Extract provided:
══════

The disadvantage of the known methods for recycling products with SiC is that only a few specific SiC waste products have been recycled so far.

The object of the present invention is to specify silicon carbide gravel, in which the SiC particles have a high density, and, furthermore, to specify a simple and cost-effective method for the production of silicon carbide gravel.

The object is achieved by the invention specified in the claims. Advantageous embodiments are the subject of the dependent claims, wherein the invention also includes combinations of the individual claims in the sense of an “and” connection, as long as they do not exclude each other.

The silicon carbide gravel according to the invention, whose particles consist of at least 85% by mass of silicon carbide from SiC waste products and have a density of 2.89 to 3.20 g/cm3, a compressive strength of >2500 MPa, a fraction of <5% of pores with an equivalent diameter of >100 μm, and a fraction of open porosity of <10%, consists at least predominantly of particles with particle sizes greater than or equal to 2 mm, and the particles have an irregular shape with a roundness of 0.5 to 0.8 produced by a mechanical loading with an energy input of between 0.1 and 5 MJ/kg.

Advantageously, waste products from the Acheson process or SiC sintering scrap or production-related SiC waste from the manufacture of the product are present as SiC waste products, [sic] whose particles, which consist of at least 85% by mass of silicon carbide and have a density of 2.89 to 3.20 g/cm3, a compressive strength of >2500 MPa, a proportion of <5% of pores with an equivalent diameter of >100 μm and a fraction of open porosity of <10%, wherein the particles have at least predominantly particle sizes of greater than or equal to 2 mm and the particles have an irregular shape with a roundness of 0.5 to 0.8 produced by a mechanical loading with an energy input of between 0.1 and 5 MJ/kg, wherein more advantageously, present as SiC waste products are those products made of SSiC, LPS-SiC, SiSiC, RSIC, NSiC and/or OBSiC ceramics and/or fiber composites made of C-SiC and/or SiC-SiC.

══════

Listed records:
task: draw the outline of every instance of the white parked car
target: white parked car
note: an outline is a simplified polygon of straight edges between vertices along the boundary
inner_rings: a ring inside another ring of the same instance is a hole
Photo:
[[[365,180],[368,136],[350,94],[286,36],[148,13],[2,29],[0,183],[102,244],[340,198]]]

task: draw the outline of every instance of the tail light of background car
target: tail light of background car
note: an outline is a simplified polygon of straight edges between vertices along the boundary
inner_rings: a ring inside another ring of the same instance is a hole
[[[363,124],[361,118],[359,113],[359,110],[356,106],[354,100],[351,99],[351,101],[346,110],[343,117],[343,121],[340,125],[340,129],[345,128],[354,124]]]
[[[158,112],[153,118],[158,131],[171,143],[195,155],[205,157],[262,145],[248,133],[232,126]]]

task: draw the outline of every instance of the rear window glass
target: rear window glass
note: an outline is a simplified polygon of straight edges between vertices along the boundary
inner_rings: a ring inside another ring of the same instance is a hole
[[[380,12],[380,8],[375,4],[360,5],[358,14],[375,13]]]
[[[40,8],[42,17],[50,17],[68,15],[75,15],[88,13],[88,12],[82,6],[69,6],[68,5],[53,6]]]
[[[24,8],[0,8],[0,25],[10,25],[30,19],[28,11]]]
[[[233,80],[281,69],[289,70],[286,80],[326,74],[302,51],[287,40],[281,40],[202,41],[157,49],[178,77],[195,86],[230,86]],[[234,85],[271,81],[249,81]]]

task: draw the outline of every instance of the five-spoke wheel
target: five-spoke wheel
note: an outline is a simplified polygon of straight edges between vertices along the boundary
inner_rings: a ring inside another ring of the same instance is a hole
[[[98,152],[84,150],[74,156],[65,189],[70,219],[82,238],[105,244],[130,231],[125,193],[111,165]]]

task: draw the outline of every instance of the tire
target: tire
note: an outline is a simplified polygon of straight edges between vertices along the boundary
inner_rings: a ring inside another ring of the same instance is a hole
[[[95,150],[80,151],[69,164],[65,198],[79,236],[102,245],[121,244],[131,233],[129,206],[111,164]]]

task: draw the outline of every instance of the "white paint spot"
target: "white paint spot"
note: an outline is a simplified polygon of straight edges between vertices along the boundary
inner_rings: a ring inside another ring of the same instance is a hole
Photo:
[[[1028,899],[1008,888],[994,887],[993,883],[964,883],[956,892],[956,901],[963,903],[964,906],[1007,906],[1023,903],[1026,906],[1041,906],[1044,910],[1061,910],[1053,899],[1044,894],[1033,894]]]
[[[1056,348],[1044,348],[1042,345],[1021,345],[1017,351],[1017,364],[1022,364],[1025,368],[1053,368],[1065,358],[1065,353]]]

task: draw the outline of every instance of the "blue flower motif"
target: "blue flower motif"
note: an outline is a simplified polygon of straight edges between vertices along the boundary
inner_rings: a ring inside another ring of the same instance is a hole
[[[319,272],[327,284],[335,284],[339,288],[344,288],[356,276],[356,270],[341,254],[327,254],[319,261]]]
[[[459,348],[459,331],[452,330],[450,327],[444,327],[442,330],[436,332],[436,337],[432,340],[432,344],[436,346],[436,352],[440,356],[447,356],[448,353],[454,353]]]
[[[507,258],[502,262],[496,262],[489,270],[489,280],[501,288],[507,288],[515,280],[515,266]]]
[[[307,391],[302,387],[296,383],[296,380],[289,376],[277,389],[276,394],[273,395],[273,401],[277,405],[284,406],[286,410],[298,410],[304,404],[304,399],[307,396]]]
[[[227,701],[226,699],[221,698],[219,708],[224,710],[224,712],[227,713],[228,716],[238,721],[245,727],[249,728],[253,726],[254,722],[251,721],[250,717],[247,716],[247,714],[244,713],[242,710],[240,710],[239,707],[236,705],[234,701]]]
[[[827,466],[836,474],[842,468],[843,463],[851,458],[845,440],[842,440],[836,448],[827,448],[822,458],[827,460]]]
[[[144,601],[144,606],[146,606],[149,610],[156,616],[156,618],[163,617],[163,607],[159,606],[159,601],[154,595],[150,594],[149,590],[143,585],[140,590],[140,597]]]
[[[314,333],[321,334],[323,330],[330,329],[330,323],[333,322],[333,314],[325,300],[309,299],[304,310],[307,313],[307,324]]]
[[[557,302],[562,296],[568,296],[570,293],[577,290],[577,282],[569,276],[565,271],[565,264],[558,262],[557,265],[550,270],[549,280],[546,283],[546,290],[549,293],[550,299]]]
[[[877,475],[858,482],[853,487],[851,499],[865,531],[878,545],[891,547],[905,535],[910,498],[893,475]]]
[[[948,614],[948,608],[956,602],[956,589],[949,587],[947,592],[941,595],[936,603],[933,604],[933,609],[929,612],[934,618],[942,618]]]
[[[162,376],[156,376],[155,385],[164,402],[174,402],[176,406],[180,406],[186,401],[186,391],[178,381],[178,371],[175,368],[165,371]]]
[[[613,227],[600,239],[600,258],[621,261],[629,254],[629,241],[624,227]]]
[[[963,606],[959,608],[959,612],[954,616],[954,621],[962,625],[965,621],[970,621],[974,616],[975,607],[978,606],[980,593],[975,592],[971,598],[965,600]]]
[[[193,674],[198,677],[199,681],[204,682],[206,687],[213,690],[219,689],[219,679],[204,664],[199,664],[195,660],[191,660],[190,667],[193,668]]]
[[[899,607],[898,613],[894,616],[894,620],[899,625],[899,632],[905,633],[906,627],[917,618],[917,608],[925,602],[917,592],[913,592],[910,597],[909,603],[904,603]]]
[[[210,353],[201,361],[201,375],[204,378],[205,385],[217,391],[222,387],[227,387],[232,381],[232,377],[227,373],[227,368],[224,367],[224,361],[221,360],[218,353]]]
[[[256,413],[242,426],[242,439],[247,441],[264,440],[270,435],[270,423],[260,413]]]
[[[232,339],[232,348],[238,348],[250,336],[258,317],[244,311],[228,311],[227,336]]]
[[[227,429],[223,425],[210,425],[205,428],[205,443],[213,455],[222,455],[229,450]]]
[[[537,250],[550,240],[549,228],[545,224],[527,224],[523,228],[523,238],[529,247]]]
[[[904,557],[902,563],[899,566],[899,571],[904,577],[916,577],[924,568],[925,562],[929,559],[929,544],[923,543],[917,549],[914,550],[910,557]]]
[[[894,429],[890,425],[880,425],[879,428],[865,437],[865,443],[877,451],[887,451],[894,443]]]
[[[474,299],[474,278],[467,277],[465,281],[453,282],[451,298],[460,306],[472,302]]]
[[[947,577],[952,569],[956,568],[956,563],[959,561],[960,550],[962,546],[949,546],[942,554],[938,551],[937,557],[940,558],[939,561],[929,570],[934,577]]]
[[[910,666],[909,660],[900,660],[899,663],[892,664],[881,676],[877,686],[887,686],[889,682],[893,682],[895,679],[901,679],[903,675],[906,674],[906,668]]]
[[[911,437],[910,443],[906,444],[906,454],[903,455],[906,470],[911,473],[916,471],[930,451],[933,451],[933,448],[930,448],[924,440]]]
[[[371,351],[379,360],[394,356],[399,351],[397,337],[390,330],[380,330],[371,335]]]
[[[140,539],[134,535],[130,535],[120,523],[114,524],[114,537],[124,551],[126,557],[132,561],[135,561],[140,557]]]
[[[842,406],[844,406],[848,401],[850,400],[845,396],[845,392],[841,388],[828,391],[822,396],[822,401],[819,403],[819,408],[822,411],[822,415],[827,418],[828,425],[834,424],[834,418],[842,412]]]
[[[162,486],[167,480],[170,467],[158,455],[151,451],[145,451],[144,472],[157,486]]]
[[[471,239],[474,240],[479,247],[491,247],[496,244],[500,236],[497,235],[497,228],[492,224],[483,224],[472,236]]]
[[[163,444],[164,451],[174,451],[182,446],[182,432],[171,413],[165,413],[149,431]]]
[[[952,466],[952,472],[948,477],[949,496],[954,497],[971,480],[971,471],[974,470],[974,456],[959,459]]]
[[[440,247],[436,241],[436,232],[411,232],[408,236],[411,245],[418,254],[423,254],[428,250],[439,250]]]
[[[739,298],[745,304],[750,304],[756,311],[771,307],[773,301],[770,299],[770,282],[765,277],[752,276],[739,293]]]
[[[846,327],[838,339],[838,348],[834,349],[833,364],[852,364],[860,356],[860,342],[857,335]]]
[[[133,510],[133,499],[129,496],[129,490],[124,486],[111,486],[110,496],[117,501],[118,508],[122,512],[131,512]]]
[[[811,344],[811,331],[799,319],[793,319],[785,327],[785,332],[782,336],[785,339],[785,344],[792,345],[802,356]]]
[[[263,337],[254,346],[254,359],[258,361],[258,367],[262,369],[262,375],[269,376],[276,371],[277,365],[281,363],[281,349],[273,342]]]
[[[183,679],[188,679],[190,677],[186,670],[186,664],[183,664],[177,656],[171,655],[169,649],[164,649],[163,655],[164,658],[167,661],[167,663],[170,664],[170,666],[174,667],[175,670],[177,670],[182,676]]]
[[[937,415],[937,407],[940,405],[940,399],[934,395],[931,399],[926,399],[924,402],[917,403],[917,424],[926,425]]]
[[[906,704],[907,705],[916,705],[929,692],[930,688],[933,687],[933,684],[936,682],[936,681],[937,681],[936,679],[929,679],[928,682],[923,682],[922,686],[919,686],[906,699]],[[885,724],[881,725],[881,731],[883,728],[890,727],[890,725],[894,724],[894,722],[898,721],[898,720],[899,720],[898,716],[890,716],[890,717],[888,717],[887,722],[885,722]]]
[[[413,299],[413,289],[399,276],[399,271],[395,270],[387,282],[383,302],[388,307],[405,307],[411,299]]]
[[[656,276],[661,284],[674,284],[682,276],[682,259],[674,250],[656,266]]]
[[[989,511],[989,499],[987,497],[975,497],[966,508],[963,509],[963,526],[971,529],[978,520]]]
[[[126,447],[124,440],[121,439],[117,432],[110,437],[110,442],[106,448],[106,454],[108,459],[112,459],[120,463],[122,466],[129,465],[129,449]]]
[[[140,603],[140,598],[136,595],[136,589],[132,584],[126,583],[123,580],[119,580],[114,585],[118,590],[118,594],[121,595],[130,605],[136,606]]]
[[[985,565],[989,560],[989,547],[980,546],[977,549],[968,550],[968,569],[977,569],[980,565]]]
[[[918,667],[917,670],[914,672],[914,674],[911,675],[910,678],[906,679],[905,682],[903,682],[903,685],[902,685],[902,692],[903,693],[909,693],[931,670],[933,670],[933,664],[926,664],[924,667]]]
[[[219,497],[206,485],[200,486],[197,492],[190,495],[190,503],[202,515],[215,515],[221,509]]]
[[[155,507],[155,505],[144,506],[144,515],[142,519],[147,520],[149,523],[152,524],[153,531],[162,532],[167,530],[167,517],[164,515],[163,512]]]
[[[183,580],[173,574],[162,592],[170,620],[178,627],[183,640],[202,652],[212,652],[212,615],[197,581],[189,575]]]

══════

Challenge 1:
From the silicon carbide gravel passage, list every ceramic type named as a source of SiC waste products. Leave out the fiber composites.
Challenge 2:
Render this sentence from the silicon carbide gravel passage in Spanish: "The object is achieved by the invention specified in the claims."
Challenge 3:
Carry on the silicon carbide gravel passage, beginning right after its final sentence.

Final answer 1:
SSiC, LPS-SiC, SiSiC, RSIC, NSiC, OBSiC

Final answer 2:
El objeto se logra mediante la invención especificada en las reivindicaciones.

Final answer 3:
Furthermore, advantageously, the silicon carbide gravel according to the invention consists at least 90% by mass, advantageously 95% by mass, and more advantageously 98% by mass of silicon carbide.

Also advantageously, the particles of the silicon carbide according to the invention also have a density of 3.05 to 3.20 g/cm3.

And also advantageously, the silicon carbide gravel according to the invention consists of at least predominantly, advantageously at least 85%, more advantageously at least 95% of particles with a particle size greater than or equal to 2 mm.

It is also advantageous if the particle sizes of the silicon carbide gravel according to the invention are greater than or equal to 2 mm to 20 mm, or 5 mm to 63 mm.

It is furthermore advantageous if the particle shapes of the silicon carbide gravel according to the invention, which are achieved after a mechanical loading of the SiC waste products by applying a mechanical impulse, are produced by mixing, milling, or more advantageously, by autogenous milling, or by the use of eddy currents and/or ultrasound, or by grinding, hammering, breaking, or using electrical discharges or shockwaves.

It is also advantageous if the silicon carbide gravel according to the invention has irregular, completely and/or partially sharp-edged and/or irregular, partially and/or entirely rounded particle shapes.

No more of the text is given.